ТЕКСТ:
# # # # #
– Какого Алешку? – спрашивает удивленный Граве.
– Алешку – тваво министра, говорят тебе, – продолжает тот же голос.
– Нет здесь никакого Алешки, – вспылил Граве.
– Ну, ты мотри-потише, а не то не будет ни тебя, ни тваво Алешки. Поди скажи ему: Григорий Ефимович вас спрашивает… – Граве только теперь узнал голос Распутина.
Через несколько дней после первого нашего разговора, Пильц снова зашел ко мне. Теперь он сообщил мне, что после значительных усилий ему удалось убедить и ген. Воейкова, и ген. Алексеева взяться за петроградских дельцов, евреев «Митьку» Рубинштейна, Мануса и Ко, которые через Распутина устраивают разные разорительные для армии сделки и даже выведывают военные тайны. Ген. Алексеев поручил ведение дела состоявшему при штабе Северного фронта генералу Батюшину. Пильц надеялся, что Батюшину удастся документально установить виновность не только Рубинштейна и Мануса, но и Распутина.
Будучи уверен, что это дело, касавшееся главным образом Северного фронта, вызовет большие разговоры именно на этом фронте, я 1 марта направился через Псков в корпуса, расположенные в Двинском районе. Посещение этих корпусов представлялось особенно благовременным потому, что через несколько дней они должны были повести наступление, ввиду чего моя поездка не могла вызвать ни у кого подозрений. По пути я остановился в Пскове, где дважды обстоятельно беседовал с ген. Куропаткиным.
Последний был чрезвычайно заинтересован делом Мануса и Рубинштейна, не сомневался в участии в нем Распутина, но не был уверен, что у ген. Батюшина хватит гражданского мужества энергично и широко повести порученное ему дело. Из штаба фронта я поехал на самый фронт; объехав позиции трех корпусов, я всюду прислушивался к разговорам о Распутине. Конечно, разговоров везде было много. Слух о рубинштейновском деле и о причастности к нему Распутина облетел фронт и взбудоражил умы: куда только я ни приезжал, везде меня спрашивали: верно ли, что Распутин так близок к царской семье?
# # # # #
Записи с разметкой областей
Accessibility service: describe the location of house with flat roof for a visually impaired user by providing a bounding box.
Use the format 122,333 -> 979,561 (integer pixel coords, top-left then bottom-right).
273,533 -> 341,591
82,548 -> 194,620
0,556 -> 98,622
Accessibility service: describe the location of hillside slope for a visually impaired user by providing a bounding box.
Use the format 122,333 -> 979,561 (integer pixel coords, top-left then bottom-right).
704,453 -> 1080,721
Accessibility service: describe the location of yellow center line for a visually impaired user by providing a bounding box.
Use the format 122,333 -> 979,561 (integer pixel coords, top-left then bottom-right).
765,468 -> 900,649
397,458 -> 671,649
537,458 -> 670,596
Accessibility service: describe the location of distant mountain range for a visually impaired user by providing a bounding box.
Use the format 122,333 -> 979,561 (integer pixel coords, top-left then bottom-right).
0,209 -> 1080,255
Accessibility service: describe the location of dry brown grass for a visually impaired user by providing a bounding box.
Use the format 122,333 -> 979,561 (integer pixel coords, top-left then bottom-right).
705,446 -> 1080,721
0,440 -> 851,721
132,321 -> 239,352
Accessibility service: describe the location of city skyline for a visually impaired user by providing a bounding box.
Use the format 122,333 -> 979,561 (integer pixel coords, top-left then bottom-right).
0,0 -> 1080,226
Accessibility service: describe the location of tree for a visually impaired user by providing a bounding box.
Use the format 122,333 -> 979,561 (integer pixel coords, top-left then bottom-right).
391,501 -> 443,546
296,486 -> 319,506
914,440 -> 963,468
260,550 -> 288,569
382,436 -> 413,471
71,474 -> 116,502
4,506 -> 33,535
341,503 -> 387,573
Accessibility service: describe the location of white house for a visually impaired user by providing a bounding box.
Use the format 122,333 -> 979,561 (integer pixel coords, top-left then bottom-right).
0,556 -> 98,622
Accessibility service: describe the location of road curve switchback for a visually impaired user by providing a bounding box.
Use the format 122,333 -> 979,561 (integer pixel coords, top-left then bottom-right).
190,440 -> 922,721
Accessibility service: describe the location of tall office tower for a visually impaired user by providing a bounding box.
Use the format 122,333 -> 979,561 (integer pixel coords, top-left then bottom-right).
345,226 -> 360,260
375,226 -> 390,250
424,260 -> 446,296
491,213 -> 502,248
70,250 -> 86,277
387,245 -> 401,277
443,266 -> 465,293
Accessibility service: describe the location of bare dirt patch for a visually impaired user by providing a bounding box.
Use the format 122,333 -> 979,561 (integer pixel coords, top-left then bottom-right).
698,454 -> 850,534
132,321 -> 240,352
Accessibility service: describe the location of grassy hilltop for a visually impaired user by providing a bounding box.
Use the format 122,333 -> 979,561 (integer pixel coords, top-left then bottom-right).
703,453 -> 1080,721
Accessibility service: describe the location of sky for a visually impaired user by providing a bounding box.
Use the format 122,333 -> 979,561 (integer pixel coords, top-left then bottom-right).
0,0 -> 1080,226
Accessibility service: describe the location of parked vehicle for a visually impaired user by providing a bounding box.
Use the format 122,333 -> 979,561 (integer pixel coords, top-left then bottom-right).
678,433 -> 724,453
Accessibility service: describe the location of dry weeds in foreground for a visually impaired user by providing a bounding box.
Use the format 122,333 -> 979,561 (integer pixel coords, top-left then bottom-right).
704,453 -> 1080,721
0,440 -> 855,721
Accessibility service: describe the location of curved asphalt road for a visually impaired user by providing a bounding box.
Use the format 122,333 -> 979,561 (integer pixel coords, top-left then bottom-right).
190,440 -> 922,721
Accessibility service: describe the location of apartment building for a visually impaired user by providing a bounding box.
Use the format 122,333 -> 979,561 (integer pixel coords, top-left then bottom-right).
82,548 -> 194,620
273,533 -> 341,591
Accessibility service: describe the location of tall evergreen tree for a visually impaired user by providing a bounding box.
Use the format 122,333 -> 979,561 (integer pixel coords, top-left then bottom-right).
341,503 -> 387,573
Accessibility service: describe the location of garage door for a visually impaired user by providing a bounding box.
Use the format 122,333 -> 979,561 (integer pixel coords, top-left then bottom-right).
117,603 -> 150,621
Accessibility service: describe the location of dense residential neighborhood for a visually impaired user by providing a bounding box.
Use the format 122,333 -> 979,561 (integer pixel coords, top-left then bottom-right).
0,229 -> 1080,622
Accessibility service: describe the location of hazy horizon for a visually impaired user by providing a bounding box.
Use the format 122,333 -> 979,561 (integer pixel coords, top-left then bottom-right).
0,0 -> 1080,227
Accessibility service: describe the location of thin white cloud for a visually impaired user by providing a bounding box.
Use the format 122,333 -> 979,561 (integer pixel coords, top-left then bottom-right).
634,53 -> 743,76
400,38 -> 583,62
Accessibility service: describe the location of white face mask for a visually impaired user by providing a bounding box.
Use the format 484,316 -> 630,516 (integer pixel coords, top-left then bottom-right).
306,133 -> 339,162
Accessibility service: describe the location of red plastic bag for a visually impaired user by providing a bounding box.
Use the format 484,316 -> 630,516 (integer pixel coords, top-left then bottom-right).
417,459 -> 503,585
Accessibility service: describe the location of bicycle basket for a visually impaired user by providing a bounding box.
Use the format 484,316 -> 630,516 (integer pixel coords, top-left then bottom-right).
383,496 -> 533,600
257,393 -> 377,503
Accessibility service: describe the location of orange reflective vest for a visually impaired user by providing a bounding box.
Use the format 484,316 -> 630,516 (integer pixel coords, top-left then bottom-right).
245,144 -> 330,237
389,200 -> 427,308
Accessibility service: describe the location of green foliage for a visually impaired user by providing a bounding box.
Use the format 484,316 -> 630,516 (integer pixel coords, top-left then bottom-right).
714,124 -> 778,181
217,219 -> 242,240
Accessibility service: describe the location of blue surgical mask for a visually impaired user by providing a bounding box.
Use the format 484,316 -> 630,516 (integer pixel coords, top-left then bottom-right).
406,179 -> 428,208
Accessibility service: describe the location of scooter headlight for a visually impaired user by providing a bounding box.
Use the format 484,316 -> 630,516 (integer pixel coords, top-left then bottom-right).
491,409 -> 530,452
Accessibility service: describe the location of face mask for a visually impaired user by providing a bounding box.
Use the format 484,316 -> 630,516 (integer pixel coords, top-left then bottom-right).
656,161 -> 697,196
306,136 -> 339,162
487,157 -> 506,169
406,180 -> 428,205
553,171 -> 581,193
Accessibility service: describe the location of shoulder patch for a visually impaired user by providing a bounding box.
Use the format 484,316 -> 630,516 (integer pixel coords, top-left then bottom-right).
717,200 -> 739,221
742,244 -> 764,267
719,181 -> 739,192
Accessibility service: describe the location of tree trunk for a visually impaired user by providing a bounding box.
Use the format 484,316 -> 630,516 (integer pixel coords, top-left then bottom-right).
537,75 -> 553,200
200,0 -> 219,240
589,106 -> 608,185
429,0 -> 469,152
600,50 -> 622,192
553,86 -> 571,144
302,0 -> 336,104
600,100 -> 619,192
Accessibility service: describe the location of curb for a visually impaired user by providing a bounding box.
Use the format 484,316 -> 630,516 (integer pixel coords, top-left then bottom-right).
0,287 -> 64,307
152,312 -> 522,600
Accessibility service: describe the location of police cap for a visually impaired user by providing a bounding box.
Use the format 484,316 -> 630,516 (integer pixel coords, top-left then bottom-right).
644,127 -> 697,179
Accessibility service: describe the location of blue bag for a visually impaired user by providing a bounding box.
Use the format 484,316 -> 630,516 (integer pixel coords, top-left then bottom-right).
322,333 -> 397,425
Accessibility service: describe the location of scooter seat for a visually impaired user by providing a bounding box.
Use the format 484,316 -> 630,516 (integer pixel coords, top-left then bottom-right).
# # # # #
ЧТО СДЕЛАТЬ:
[1] Перепишите записи в виде списка строк JSON, по одной строке на каждую строку записей, без пустых строк. Начните со строки, где есть «Accessibility service: describe the location of garage», и закончите строкой, где есть «306,133 -> 339,162».
[2] Допишите текст о Распутине дальше, начиная сразу после его последнего предложения.

ОТВЕТЫ:
[1]
[
  "Accessibility service: describe the location of garage door for a visually impaired user by providing a bounding box.",
  "Use the format 122,333 -> 979,561 (integer pixel coords, top-left then bottom-right).",
  "117,603 -> 150,621",
  "Accessibility service: describe the location of dense residential neighborhood for a visually impaired user by providing a bounding box.",
  "Use the format 122,333 -> 979,561 (integer pixel coords, top-left then bottom-right).",
  "0,229 -> 1080,622",
  "Accessibility service: describe the location of hazy horizon for a visually impaired user by providing a bounding box.",
  "Use the format 122,333 -> 979,561 (integer pixel coords, top-left then bottom-right).",
  "0,0 -> 1080,227",
  "Accessibility service: describe the location of thin white cloud for a visually impaired user by providing a bounding box.",
  "Use the format 122,333 -> 979,561 (integer pixel coords, top-left then bottom-right).",
  "634,53 -> 743,76",
  "400,38 -> 583,62",
  "Accessibility service: describe the location of white face mask for a visually impaired user by providing a bounding box.",
  "Use the format 484,316 -> 630,516 (integer pixel coords, top-left then bottom-right).",
  "306,133 -> 339,162"
]

[2]
Верно ли, что царь слушается его во всем и всегда? Верно ли, что через него можно устроить любое дело? и т. д. Некоторые спрашивали: кто такой Распутин? Ужель простой мужик? А иные задавали и более нескромные вопросы. Во всех таких вопросах и разговорах было больше любопытства, чем беспокойства, больше удивления, чем возмущения, хотя в некоторых местах проглядывало и второе. Таким образом, сразу выросший в армии огромный интерес к Распутину пока не представлял ничего грозного, но он угрожал в будущем.
В Петрограде, через который я возвращался в Ставку, я услышал гораздо больше: там арест Рубинштейна и, вообще, рубинштейно-распутинское дело трактовались на все лады, причем главной мишенью оказывался, конечно, Распутин. Чего только о нем ни говорили: рассказывали о его кутежах с разными иноплеменниками, об его кафешантанных оргиях и дебошах, об его посредничестве в разных, касавшихся армии, коммерческих делах, обвиняли его в выдаче военных тайн и пр. В общем, никогда раньше петроградское общество не проявляло такого внимания к личности Распутина, как теперь.
В этот мой заезд в Петроград ко мне, между прочим, явился за советом содержатель ресторана «Медведь» (на Конюшенной улице) Алексей Акимович Судаков.
– Посоветуйте, что делать! – обратился он ко мне. – Повадился ездить в мой ресторан этот негодяй – Распутин. Пьянствует без удержу. Пусть бы пил, – черт с ним. А то, как напьется, начинает хвастать: «Вишь, рубаха… сама мама (т. е. царица) вышивала. А хошь – сейчас девок (царских дочерей) к телефону позову» – и т. д. Боюсь, как бы не вышло большого скандала: у меня некоторые лакеи, патриотически настроенные, уже нехорошо поговаривают. А вдруг кто из них размозжит ему бутылкой голову – легко это может статься… Его-то головы мне не жаль, но ресторан мой закроют.
В Ставку я вернулся 12 марта.
Вечером в этот же день, после высочайшего обеда, я долго беседовал с ген. Воейковым в его комнате. Зная его близость к государю, а с другой стороны – слишком беззаботно-спокойное отношение к распутинскому вопросу, я, чтобы произвести на него более сильное впечатление, немного сгустил краски при передаче своих впечатлений от поездки по армии.
– Фронт страшно волнуется слухами о Распутине, – говорил я, – и особенно об его влиянии на государственные дела. Всюду идут разговоры: «Царица возится с распутником, распутник – в дружбе с царем». Этим уже обеспокоена и солдатская среда. А в ней престиж государя ничем не может быть так легко и скоро поколеблен, как терпимостью государя к безобразиям Распутина. И вас, – сказал я, – на фронте жестоко обвиняют. Прямо говорят, что вы должны были бы и могли бы противодействовать Распутину, но вы не желаете этого, вы заодно с Распутиным.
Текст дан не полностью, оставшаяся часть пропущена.